## TO DO
Pictures excluded, copy word for word the lines from the one holding "form (776, 579)." through the last line below.

## Pointing and labeling entries

# # # # # # #

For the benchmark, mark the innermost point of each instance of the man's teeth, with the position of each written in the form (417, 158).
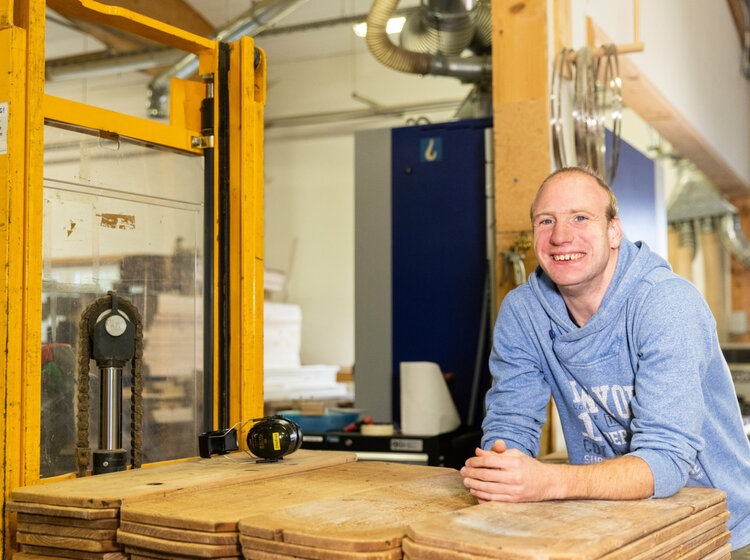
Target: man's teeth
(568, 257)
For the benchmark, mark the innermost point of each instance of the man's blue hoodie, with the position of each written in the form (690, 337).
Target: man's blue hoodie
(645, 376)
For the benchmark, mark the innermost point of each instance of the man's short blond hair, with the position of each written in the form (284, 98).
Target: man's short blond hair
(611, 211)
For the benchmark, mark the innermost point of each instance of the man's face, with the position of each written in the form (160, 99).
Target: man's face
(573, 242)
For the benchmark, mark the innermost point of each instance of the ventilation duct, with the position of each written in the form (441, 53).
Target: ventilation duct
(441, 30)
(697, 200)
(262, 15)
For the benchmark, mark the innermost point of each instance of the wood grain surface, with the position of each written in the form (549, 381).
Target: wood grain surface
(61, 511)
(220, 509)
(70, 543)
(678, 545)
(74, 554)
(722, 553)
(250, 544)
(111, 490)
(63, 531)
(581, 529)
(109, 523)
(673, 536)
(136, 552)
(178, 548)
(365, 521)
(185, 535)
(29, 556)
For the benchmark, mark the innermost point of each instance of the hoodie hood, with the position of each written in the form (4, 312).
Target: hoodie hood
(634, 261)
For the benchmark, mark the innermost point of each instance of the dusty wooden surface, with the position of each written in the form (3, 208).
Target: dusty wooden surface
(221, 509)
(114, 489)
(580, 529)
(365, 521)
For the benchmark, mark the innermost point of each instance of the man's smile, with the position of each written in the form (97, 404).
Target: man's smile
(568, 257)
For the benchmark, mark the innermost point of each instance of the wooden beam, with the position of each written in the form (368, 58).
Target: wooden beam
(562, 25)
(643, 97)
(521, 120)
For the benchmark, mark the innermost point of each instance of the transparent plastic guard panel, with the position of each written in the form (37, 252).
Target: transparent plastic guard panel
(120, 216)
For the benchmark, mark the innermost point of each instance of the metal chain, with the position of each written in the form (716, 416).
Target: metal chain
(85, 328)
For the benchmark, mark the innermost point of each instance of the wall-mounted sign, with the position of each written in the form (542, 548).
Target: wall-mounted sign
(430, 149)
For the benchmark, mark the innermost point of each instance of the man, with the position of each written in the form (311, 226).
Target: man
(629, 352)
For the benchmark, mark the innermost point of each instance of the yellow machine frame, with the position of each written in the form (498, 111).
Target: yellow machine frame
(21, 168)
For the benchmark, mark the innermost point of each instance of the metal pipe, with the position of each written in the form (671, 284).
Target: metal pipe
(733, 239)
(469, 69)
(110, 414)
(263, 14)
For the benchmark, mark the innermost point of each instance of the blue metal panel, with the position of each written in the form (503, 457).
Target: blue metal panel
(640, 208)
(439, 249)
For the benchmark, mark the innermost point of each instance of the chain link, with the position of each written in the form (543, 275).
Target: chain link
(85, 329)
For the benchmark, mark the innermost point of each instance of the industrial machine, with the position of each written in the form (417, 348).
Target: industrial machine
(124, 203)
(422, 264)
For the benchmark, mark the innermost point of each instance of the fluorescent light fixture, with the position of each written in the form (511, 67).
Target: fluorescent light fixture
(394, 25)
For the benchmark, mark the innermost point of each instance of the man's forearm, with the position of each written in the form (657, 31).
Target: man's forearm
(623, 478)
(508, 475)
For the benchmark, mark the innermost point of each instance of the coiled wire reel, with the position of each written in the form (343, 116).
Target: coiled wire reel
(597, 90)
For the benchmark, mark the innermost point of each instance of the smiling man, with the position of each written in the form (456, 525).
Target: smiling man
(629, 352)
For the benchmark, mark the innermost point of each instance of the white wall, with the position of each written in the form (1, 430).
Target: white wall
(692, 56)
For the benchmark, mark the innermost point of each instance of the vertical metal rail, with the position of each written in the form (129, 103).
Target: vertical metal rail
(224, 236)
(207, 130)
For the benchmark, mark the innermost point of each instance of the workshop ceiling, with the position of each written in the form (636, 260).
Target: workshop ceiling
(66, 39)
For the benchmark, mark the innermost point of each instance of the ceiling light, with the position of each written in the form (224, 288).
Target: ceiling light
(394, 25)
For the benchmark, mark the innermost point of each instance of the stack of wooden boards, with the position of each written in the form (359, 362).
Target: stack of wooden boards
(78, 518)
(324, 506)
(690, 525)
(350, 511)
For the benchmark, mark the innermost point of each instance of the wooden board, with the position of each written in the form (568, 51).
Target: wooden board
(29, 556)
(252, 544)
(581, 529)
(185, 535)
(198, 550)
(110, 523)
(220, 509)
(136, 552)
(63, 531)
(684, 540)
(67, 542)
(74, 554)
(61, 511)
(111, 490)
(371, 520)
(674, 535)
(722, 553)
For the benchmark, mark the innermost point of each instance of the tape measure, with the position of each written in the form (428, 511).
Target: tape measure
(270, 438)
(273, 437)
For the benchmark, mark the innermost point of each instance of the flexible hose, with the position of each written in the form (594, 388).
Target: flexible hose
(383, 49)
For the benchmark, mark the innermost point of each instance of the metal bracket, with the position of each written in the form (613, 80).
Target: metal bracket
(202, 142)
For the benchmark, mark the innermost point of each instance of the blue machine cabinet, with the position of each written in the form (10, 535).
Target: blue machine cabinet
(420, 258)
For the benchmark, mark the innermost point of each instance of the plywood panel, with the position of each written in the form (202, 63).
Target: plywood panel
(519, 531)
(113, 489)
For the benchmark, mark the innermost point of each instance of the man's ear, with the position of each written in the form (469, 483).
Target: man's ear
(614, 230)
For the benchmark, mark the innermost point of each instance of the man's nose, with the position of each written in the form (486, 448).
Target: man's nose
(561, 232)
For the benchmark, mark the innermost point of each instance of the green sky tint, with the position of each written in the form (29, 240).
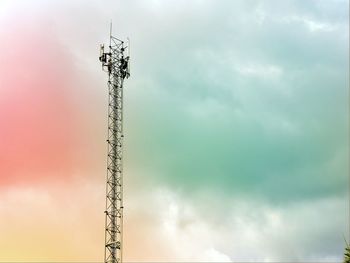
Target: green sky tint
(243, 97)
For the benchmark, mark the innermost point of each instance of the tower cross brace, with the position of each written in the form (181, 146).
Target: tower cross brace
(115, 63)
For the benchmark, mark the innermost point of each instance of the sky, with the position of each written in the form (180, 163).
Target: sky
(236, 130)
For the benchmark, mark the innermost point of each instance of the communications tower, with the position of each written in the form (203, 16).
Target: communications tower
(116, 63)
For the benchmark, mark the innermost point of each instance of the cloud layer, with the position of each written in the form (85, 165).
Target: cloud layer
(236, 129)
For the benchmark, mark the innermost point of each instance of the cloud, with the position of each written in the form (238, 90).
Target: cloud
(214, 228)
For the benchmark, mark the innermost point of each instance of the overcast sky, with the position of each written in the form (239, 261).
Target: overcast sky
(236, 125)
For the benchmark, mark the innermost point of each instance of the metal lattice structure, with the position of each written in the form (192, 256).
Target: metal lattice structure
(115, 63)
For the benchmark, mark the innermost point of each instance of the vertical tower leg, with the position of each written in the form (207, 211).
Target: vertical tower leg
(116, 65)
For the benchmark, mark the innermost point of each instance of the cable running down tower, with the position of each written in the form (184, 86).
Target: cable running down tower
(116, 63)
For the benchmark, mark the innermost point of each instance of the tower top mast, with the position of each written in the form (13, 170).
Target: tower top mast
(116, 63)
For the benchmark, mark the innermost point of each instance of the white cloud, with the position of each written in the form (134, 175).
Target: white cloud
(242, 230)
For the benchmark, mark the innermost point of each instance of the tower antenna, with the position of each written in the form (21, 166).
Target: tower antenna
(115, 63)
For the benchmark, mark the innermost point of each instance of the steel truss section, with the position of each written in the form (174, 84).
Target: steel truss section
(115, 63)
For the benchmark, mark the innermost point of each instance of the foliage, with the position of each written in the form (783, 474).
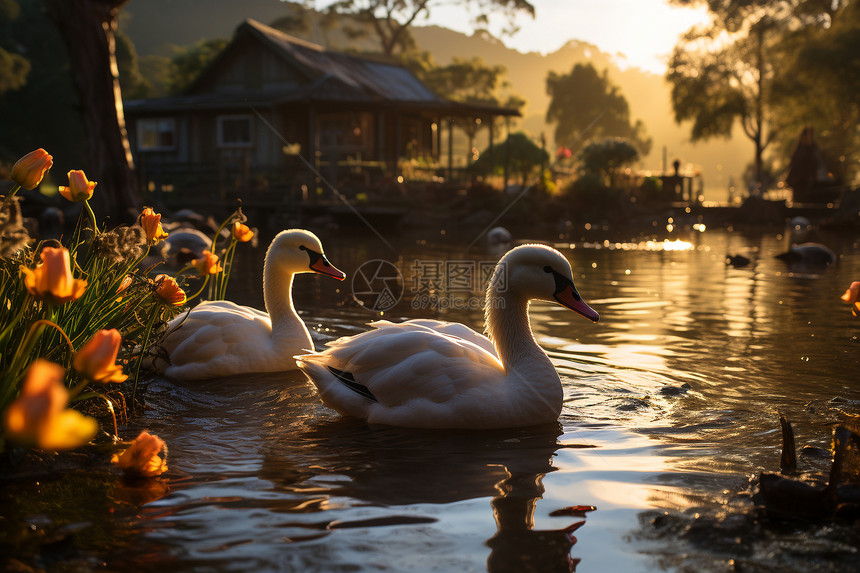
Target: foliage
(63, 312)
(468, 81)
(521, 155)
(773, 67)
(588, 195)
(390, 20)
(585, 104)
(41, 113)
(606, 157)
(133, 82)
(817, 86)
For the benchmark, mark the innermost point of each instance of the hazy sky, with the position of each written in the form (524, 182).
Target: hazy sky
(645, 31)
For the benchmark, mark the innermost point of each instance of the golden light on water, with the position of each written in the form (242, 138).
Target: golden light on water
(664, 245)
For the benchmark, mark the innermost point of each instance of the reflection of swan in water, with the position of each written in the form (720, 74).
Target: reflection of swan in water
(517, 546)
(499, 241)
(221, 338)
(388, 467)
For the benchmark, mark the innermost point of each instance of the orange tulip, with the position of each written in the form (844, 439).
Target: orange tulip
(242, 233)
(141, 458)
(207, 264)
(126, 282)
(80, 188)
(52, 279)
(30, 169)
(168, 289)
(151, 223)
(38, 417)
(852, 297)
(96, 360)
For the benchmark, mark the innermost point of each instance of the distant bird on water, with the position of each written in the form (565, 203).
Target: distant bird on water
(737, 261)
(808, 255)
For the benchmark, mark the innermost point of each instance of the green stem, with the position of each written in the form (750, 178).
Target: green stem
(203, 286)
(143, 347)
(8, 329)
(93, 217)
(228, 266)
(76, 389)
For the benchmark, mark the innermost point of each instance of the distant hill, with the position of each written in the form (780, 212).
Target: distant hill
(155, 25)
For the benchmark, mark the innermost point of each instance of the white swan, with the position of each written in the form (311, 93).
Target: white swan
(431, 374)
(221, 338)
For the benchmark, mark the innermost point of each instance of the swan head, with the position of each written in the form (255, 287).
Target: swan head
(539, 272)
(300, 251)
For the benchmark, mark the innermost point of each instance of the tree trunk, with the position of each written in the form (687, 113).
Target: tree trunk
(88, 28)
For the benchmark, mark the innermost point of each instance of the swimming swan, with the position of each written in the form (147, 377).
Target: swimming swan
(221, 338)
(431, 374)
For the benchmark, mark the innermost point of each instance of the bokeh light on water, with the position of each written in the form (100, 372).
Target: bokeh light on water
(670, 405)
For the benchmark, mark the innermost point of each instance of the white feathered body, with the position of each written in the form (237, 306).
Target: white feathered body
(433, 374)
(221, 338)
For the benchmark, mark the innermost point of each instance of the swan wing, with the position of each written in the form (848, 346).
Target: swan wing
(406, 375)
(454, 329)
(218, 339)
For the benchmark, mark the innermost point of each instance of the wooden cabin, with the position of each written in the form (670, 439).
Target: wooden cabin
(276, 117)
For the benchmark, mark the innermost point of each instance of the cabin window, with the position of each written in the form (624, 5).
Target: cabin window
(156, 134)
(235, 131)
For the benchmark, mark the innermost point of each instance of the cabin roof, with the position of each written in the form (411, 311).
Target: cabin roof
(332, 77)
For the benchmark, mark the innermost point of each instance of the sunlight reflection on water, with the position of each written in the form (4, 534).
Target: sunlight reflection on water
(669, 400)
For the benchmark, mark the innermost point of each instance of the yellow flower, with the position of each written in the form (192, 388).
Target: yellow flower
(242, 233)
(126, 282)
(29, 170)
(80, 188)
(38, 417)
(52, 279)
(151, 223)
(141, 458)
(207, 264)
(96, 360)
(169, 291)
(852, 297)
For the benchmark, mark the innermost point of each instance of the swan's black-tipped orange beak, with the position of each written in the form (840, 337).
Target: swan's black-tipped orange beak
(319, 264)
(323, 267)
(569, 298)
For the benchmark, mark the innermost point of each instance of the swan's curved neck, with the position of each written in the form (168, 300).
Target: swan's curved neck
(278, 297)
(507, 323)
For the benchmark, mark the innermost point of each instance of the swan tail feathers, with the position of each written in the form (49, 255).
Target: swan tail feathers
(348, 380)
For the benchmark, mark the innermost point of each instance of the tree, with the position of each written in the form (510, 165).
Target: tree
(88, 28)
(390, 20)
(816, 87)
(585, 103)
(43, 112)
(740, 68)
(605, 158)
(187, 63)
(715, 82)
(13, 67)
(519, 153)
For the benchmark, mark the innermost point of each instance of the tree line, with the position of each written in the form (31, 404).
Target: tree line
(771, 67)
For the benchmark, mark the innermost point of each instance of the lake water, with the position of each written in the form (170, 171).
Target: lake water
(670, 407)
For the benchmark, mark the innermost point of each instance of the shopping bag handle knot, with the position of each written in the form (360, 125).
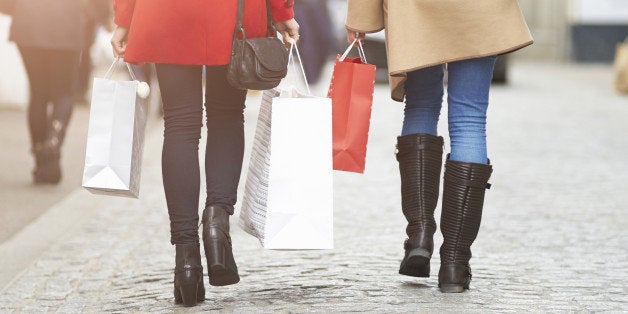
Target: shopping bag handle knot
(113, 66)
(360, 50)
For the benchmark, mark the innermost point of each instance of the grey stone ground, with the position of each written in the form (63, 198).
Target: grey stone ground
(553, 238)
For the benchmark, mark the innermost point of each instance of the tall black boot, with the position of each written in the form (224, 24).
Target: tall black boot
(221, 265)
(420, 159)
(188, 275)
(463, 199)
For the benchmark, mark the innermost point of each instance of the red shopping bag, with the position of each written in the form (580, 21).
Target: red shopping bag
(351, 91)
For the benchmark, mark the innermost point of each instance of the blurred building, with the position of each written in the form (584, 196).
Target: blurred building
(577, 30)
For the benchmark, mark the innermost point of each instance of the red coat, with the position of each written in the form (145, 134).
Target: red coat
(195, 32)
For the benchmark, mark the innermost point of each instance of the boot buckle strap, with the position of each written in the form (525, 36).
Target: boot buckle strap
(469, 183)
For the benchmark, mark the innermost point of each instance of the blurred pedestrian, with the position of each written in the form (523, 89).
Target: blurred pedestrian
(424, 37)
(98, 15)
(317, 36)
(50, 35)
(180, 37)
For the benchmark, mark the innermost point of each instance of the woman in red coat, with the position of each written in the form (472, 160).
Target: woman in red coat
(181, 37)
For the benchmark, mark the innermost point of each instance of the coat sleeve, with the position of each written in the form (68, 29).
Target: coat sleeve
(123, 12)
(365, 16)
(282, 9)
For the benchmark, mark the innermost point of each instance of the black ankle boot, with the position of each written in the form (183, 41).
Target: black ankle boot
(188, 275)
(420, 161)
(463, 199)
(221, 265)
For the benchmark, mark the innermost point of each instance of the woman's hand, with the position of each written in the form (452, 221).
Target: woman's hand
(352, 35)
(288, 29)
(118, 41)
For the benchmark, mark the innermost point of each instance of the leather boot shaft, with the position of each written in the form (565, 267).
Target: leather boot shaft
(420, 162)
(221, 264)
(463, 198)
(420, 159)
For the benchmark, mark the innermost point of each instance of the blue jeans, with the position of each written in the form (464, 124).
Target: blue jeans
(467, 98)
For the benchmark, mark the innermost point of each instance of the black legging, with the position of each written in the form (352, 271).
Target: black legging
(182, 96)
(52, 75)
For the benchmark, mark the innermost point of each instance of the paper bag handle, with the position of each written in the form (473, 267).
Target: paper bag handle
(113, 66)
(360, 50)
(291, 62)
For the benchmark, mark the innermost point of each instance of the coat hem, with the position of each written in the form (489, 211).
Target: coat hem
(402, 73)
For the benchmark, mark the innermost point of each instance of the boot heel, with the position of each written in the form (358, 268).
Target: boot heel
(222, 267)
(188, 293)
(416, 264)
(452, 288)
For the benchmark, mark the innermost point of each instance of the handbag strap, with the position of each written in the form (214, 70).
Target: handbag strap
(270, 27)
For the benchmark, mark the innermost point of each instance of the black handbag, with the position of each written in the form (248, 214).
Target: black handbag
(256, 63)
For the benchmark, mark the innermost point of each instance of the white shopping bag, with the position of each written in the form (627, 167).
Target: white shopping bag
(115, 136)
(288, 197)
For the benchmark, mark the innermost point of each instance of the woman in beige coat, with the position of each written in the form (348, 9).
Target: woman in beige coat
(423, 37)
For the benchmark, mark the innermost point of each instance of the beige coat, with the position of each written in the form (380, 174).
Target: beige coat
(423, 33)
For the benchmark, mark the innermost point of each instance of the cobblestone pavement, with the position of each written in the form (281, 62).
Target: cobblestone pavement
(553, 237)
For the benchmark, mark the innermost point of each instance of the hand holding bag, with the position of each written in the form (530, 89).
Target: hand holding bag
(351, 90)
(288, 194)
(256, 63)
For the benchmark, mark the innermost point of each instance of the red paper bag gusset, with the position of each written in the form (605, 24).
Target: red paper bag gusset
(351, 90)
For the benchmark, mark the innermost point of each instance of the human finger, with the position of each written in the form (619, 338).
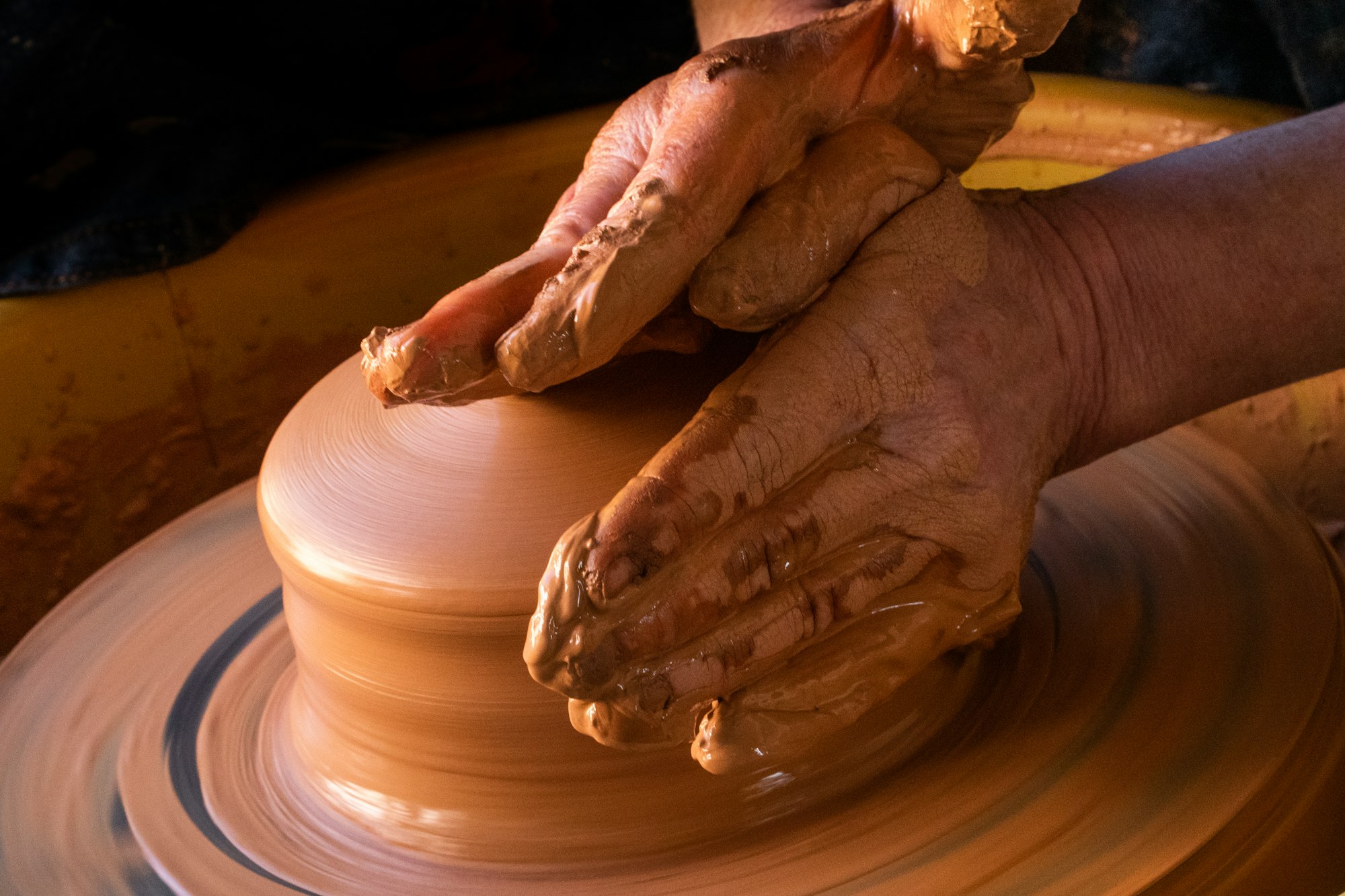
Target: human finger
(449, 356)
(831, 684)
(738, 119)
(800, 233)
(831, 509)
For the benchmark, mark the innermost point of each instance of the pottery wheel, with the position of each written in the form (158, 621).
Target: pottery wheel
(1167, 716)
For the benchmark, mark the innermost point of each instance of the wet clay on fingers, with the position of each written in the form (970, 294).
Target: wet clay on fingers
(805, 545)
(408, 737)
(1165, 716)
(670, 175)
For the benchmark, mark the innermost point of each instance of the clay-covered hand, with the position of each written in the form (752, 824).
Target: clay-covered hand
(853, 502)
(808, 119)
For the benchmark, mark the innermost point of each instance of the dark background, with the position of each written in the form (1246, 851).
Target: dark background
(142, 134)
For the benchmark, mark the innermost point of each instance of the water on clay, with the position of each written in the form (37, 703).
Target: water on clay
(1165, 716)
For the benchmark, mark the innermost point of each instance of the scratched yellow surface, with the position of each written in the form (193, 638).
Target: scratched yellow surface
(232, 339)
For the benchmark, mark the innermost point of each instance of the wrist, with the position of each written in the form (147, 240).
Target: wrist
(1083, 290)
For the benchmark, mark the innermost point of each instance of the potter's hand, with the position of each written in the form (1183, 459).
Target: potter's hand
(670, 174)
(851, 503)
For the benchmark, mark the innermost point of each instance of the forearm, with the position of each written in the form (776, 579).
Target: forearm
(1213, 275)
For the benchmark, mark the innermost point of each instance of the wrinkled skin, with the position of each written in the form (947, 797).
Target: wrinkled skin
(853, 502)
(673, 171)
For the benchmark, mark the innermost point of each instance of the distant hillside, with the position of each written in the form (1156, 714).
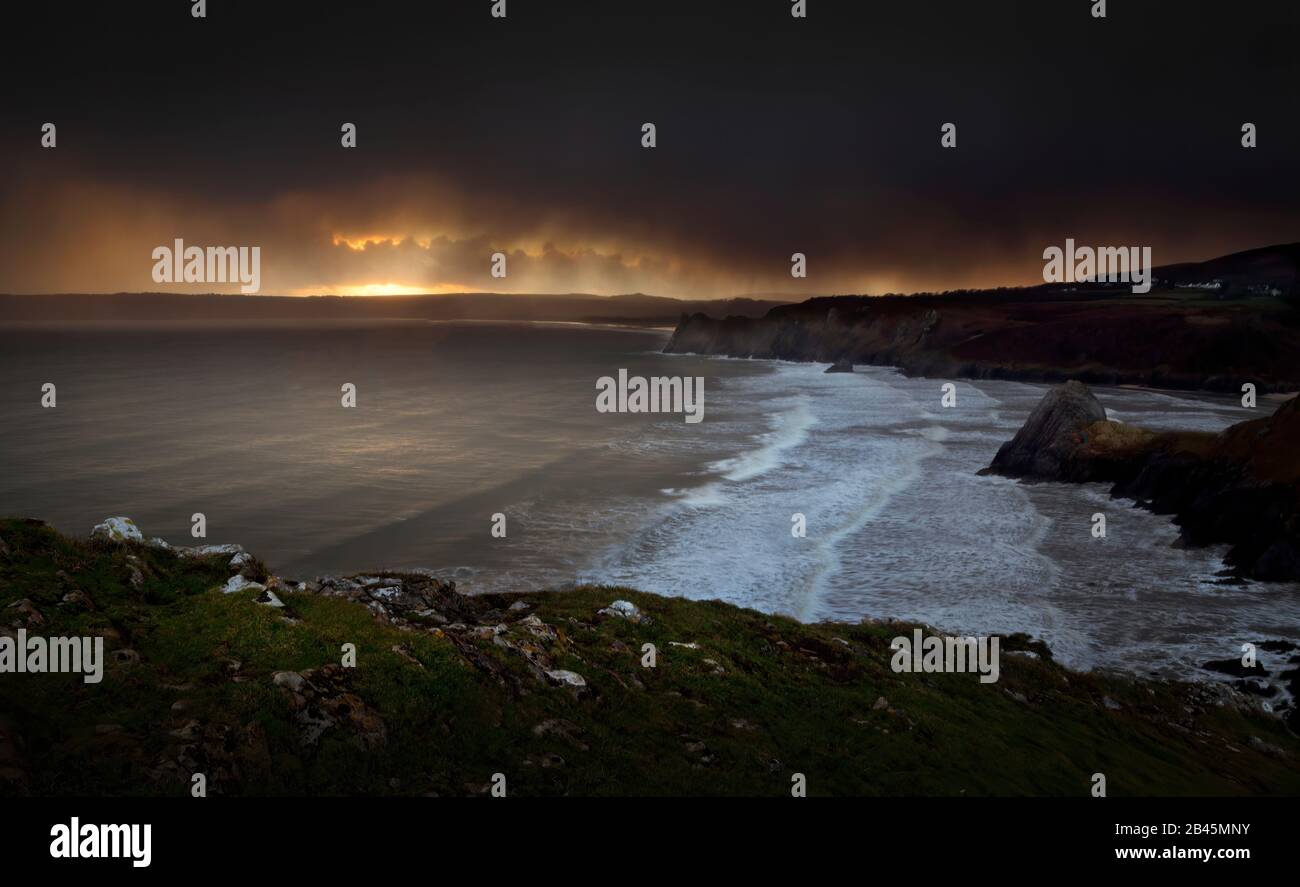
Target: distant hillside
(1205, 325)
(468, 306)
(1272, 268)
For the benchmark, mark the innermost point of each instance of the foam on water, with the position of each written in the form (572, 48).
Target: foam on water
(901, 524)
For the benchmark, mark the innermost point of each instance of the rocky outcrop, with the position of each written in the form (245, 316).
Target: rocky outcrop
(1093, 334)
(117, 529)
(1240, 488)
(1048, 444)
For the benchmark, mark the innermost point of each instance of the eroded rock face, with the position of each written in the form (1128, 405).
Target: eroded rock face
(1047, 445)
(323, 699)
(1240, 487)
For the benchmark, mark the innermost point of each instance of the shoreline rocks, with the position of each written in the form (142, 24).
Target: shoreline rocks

# # # # # # #

## WRITTEN ANSWER
For the benchmark, mark the innermost point of each instance of the forearm, with the position of each written in the form (776, 579).
Target: forearm
(1213, 275)
For the benchmark, mark the innermost point of each instance of the wrinkled skin, with the position of each written in the form (947, 797).
Target: wrinkled skin
(853, 502)
(673, 171)
For the benchmark, mark the innermost point of each instance of the distant hillside, with the position of each written in the form (1156, 714).
Target: distant hillside
(1205, 325)
(468, 306)
(1272, 268)
For the benchmark, mark the innermost point of each instance of the foam on water, with the position of each written in the form (572, 48).
Target: foam on water
(901, 524)
For the benchmark, mark the innermost point of each instance of the rocky outcrop, with the position of each written in the form (245, 316).
Target: rocky outcrop
(1093, 334)
(117, 529)
(1240, 488)
(1048, 444)
For the benchmark, mark the innermost point of each instance of the eroded rock face, with the position of each written in the form (1128, 405).
Target: eroded rock face
(1047, 445)
(323, 699)
(1240, 487)
For the benchmark, mark the innermost point of each instance of the shoreline rocks, with the position of each written in the form (142, 24).
Target: shoreline rocks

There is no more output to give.